> [Extract to read]
== == ==

American entrepreneur and philanthropist (1923–2015)

Henry Thomas Segerstrom (April 5, 1923 – February 20, 2015) was an American philanthropist and real estate developer. The managing partner of C.J. Segerstrom & Sons, he was the founding chairman of the Orange County Performing Arts Center, now known as the Segerstrom Center for the Arts.

==Life==
Henry Thomas Segerstrom was born into a Swedish immigrant family in Santa Ana, California. A farming family, the Segerstroms moved from dairy farming to cultivating alfalfa, eventually specializing in the production and harvesting of lima beans. They would become the largest producers of dried lima beans in the United States.

== Education ==
In 1939, Henry T. Segerstrom graduated from Santa Ana High School as valedictorian, where he also served as class president. At age 17 he enrolled in Stanford University. His education was interrupted by World War II; he joined the war effort after Pearl Harbor, in 1942. After the war he returned to Stanford, where he graduated with a Bachelor of Arts degree and a Masters of Business Administration from Stanford Business School in 1948. In February 2008, Stanford University presented him with the Ernest C. Arbuckle Award for his lifetime of outstanding accomplishments.

== Military service ==
Enlisting in the U.S. Army on June 24, 1942, Henry T. Segerstrom was commissioned a second lieutenant upon graduation from the Field Artillery Officer Candidate School at Fort Sill, Oklahoma on May 27, 1944. He was deployed to the European front as a second lieutenant, later rising to the rank of captain. In France, he was severely wounded in action during the Battle of the Bulge. He then returned to California to recover at Dibble General Hospital in Menlo Park. In 1945, Segerstrom was awarded the Purple Heart and the European Theater of Operations Ribbon with Battle Star. He remained on active duty until 1947.

== Business career ==
As managing partner of the family-owned company, C.J. Segerstrom & Sons, a commercial real estate and retail management firm established in 1898, he spearheaded commercial development in Orange County, California. Under his guidance, C.J. Segerstrom and Sons developed the area that became South Coast Metro.

== == ==

> [Dataset extract]
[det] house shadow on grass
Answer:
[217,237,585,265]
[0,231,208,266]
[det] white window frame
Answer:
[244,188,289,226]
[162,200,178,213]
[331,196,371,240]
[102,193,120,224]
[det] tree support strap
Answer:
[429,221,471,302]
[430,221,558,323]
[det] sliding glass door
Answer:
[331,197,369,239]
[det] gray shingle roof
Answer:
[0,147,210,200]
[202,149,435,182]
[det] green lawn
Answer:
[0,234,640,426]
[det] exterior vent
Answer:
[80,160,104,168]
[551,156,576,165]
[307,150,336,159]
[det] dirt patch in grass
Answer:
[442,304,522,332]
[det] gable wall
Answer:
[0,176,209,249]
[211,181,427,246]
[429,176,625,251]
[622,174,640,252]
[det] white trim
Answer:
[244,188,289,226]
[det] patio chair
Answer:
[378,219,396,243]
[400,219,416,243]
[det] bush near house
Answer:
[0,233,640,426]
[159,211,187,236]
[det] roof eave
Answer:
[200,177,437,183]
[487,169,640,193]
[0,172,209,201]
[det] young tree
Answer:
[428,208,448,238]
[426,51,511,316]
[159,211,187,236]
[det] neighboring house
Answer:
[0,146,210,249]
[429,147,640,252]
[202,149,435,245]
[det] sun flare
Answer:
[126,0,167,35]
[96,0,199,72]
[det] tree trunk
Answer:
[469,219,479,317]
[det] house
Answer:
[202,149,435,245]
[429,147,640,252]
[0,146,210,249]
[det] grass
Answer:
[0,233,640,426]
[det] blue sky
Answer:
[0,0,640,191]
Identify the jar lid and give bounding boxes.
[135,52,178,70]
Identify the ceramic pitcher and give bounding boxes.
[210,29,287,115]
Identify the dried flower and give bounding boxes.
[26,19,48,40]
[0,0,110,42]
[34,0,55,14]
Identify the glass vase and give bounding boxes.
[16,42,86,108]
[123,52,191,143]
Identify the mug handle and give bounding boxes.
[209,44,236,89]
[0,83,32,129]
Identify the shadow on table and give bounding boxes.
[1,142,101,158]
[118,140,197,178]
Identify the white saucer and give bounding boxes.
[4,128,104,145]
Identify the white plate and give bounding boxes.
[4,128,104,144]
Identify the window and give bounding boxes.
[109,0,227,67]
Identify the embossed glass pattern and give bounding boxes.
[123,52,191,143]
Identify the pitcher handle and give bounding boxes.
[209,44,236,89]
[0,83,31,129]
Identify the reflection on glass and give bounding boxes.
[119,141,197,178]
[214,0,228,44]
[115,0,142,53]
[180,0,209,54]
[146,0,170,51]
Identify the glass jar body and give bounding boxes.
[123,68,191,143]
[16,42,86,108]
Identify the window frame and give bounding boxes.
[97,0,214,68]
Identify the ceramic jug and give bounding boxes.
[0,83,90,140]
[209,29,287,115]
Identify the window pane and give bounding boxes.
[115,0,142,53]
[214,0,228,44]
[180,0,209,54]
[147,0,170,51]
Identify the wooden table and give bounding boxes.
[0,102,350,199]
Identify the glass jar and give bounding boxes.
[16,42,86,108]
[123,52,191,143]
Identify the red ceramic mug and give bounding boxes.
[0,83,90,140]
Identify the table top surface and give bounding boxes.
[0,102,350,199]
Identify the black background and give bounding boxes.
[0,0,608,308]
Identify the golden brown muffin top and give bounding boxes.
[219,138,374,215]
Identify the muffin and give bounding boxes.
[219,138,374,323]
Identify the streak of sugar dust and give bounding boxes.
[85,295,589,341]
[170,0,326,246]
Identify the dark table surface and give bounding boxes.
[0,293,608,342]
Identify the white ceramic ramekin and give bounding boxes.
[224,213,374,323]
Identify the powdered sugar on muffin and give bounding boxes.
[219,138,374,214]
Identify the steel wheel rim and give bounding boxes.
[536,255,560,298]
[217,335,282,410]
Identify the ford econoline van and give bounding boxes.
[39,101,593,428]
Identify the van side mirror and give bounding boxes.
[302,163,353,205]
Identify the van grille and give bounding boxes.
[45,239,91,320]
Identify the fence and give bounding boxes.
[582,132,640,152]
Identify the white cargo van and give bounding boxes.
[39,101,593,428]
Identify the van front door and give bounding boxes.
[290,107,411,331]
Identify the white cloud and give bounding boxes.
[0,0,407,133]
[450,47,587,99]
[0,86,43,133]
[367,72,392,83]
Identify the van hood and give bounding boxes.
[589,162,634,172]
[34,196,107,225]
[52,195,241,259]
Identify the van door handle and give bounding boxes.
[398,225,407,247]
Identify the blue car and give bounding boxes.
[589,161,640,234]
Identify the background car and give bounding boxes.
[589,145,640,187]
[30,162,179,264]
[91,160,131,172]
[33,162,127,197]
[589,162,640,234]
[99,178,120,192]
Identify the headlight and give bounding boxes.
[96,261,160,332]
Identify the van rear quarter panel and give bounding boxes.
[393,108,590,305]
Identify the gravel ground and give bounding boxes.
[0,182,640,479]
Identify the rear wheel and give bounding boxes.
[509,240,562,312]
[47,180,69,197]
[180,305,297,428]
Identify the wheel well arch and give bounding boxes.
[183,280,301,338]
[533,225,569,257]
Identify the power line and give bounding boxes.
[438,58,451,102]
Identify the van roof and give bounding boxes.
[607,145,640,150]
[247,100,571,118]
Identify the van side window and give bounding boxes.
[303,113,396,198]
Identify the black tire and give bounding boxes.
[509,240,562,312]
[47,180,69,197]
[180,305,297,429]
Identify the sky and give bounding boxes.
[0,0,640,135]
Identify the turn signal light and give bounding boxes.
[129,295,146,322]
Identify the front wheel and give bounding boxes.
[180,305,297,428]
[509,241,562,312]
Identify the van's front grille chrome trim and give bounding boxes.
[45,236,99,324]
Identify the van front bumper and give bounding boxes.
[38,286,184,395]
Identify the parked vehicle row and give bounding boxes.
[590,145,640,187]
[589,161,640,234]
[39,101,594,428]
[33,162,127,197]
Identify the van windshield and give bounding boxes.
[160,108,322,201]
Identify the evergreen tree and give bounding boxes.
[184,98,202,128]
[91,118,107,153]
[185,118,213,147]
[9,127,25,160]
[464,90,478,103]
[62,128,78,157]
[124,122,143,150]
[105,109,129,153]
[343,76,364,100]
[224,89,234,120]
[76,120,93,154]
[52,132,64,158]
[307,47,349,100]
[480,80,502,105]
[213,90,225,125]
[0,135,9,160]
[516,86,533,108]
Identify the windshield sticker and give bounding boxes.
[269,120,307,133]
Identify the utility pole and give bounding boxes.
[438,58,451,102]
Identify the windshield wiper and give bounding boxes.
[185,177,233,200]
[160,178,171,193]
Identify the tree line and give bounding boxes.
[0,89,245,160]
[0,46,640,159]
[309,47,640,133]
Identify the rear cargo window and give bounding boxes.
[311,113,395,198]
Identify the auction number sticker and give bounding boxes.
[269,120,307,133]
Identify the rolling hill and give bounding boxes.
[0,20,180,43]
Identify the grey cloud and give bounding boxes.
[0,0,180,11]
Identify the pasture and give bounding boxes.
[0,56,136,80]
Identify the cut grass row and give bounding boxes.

== == ==

> [Questions on the material]
[A] Print the part of the Henry T. Segerstrom biography that begins at the words "Henry Thomas Segerstrom (April" and stops after "the United States.".
[B] According to the Henry T. Segerstrom biography, where did he recover after being wounded in the Battle of the Bulge?
[C] Finish out the next part of the Henry T. Segerstrom biography, picking up after its final sentence.

> [Responses by item number]
[A]
Henry Thomas Segerstrom (April 5, 1923 – February 20, 2015) was an American philanthropist and real estate developer. The managing partner of C.J. Segerstrom & Sons, he was the founding chairman of the Orange County Performing Arts Center, now known as the Segerstrom Center for the Arts.

==Life==
Henry Thomas Segerstrom was born into a Swedish immigrant family in Santa Ana, California. A farming family, the Segerstroms moved from dairy farming to cultivating alfalfa, eventually specializing in the production and harvesting of lima beans. They would become the largest producers of dried lima beans in the United States.

[B] At Dibble General Hospital in Menlo Park.

[C]
In 1962 C.J. Segerstrom & Sons hired a land-planning consultant to lobby state highway planners to reroute the southern section of the San Diego Freeway (the 405) through Segerstrom property, the future home of the retail site they planned to develop. This freeway would provide hundreds of thousands of Southern California residents easy access between Los Angeles and San Diego.

Henry Segerstrom hired the architectural firm Victor Gruen Associated to design the expansion of the Center. In March 1967, Henry T. Segerstrom, along with his cousin Hal T. Segerstrom, Jr., opened a shopping center called South Coast Plaza in one of the family's lima bean fields in rapidly growing Orange County. South Coast Plaza would become one of the highest-grossing shopping centers in America.

The Santa Ana Army Air Base was located on Segerstrom-owned land. When the government withdrew from the base in 1948, the land was returned to the family along with several warehouses the army had left behind. Under Segerstrom's advocacy, the buildings were leased to the family's first tenants; a cannery in Newport Harbor and a truck and transfer center in Anaheim. Later, when the Carnegie Library in Santa Ana was relocated, Segerstrom encouraged his family to purchase the building and surrounding property. The library was razed and the property was soon developed into what would become the region's first air-conditioned office building.

Later, Segerstrom began planning for a major retail development in an unincorporated stretch of land owned by his family located between Santa Ana and Costa Mesa. Envisioning a thriving retail center, the project commenced in advance of the San Diego Freeway. Working closely with Mayor Alvin Pinkley, the Segerstroms agreed to lease water rights to Costa Mesa and in exchange, the town would pay fees equal to the municipal taxes, guaranteeing ample revenues to Costa Mesa from what would become South Coast Plaza.

In 1949, Henry T. Segerstrom was nominated for the Agricultural Stabilization Committee, winning the chairmanship. An advocate of water reclamation and desalination, he secured agreements and obtained a $40 million grant from the federal government. In 1957, he was elected to a four-year term on the Orange County Water District Board. Re-elected six times, he served 16 years as president.

He also became a transit organizer in 1949, bringing in bus lines and advancing the development of road construction and improved traffic flow through the 1990s. Through his involvement with the Orange County Transportation Authority, he was credited as the "father of transit in the region."

Segerstrom received Lifetime Achievement or Legacy Awards -which recognize people who have made significant contributions to the regional business community- from the Orange County Business Council in 2003, the Costa Mesa Chamber of Commerce and South Coast Metro Alliance in 2013 and the Coast Magazine Community Awards in 2014.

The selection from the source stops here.